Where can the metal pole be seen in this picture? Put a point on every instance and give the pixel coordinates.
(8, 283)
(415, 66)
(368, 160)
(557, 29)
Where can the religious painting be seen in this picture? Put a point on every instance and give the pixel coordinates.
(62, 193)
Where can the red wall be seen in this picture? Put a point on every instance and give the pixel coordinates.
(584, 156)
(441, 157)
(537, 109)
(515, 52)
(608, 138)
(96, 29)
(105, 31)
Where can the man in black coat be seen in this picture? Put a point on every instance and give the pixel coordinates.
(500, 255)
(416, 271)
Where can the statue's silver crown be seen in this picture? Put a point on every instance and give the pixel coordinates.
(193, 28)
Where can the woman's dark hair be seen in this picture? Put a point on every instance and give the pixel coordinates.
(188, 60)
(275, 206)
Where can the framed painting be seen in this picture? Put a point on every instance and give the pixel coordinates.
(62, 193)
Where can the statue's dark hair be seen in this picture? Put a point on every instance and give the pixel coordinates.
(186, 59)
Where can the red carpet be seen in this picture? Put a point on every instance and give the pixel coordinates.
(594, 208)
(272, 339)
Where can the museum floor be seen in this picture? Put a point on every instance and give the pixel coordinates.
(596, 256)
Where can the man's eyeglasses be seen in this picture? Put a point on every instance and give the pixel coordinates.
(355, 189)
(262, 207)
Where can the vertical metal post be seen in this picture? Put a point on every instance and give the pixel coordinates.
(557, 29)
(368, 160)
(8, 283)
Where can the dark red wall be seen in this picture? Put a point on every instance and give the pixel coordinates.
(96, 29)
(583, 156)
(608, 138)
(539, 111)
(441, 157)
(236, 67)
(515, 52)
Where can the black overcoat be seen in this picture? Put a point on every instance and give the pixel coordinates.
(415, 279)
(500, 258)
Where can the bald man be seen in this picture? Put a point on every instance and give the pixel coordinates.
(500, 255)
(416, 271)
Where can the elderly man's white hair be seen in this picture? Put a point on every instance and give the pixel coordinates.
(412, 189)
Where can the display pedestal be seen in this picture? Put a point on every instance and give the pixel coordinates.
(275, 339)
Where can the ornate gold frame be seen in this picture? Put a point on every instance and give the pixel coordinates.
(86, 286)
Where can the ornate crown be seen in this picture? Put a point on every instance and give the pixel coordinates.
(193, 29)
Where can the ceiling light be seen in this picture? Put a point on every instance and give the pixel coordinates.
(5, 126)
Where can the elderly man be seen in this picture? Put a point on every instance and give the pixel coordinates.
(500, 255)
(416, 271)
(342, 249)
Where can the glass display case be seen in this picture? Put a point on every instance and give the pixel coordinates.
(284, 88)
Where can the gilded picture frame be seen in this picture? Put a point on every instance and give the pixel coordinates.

*Directions for this task*:
The data above must be returned in full, exactly as written.

*Response to this exercise*:
Where can the metal pole be seen in this picture? Put a point on every instance and give the pixel coordinates.
(8, 283)
(415, 66)
(368, 160)
(557, 29)
Where can the religious painting be seen in this picture? Put a point on every instance and give the pixel coordinates.
(62, 193)
Where can the red wall be seen in this picture? Put a point on every instance and give the pixel coordinates.
(584, 156)
(441, 157)
(537, 109)
(515, 52)
(608, 138)
(96, 29)
(105, 31)
Where can the man in black coat be seen in this picture? Put a point on every instance and give the pixel coordinates.
(500, 255)
(416, 271)
Where can the statue's silver crown be seen in this picture? Put a point on every instance and give the pixel coordinates.
(193, 28)
Where can the woman's dark hair be seen in this picture? Put a point on every instance and give the pixel coordinates.
(188, 60)
(275, 206)
Where can the framed painting be seen in this picture? Put a point on every instance and give the pixel coordinates.
(62, 193)
Where can the statue's dark hair be seen in this picture? Put a point on every instance and give the pixel coordinates.
(186, 59)
Where can the red carpet be seen in this picture? Put a point on every instance and give the pixel coordinates.
(594, 208)
(272, 339)
Where can the museum floor be seen in this picture? Put a point on every instance and give the pixel coordinates.
(596, 256)
Where can the man's eyeglasses be seen in this picture? Put a point on every instance and give the pixel coordinates.
(355, 189)
(262, 207)
Where can the vertical metal post be seen in this picture? Put a point on every instance and give the pixel coordinates.
(557, 29)
(368, 160)
(8, 283)
Where can the dark red wall be seen in this picture? Put a point on every instance and give the pixel coordinates.
(96, 29)
(583, 156)
(608, 138)
(539, 111)
(441, 157)
(236, 67)
(515, 52)
Where can the black overcoat be seen in this picture? Put a point on every instance and give the pixel coordinates.
(415, 279)
(500, 258)
Where can the bald man be seen in this picture? Put a point on every instance and give the pixel coordinates.
(500, 255)
(416, 271)
Where can the elderly man's white hair be seen in this picture? Put a point on every instance and give the pixel coordinates.
(412, 189)
Where can the display pedestal be seen in this picture? Put a point on every instance and give the pixel coordinates.
(275, 339)
Where can the ornate gold frame be seen in this picture? Put a point on every instance and give the pixel coordinates.
(86, 286)
Where can the ornate crown be seen in this picture? Put a point on every instance and give the pixel coordinates.
(193, 29)
Where can the ceiling light be seen in this picture? Put a point on every instance and give the pixel coordinates.
(5, 126)
Where can the elderly man be seen in this picture? Put a point on every instance and give the pixel coordinates.
(500, 255)
(416, 271)
(342, 249)
Where can the glass display case be seen in this picture? Put a point on every instance and give the pixel coordinates.
(284, 88)
Where can the gilded picture frame be seen in this picture? Put a point on every instance and give the pixel coordinates.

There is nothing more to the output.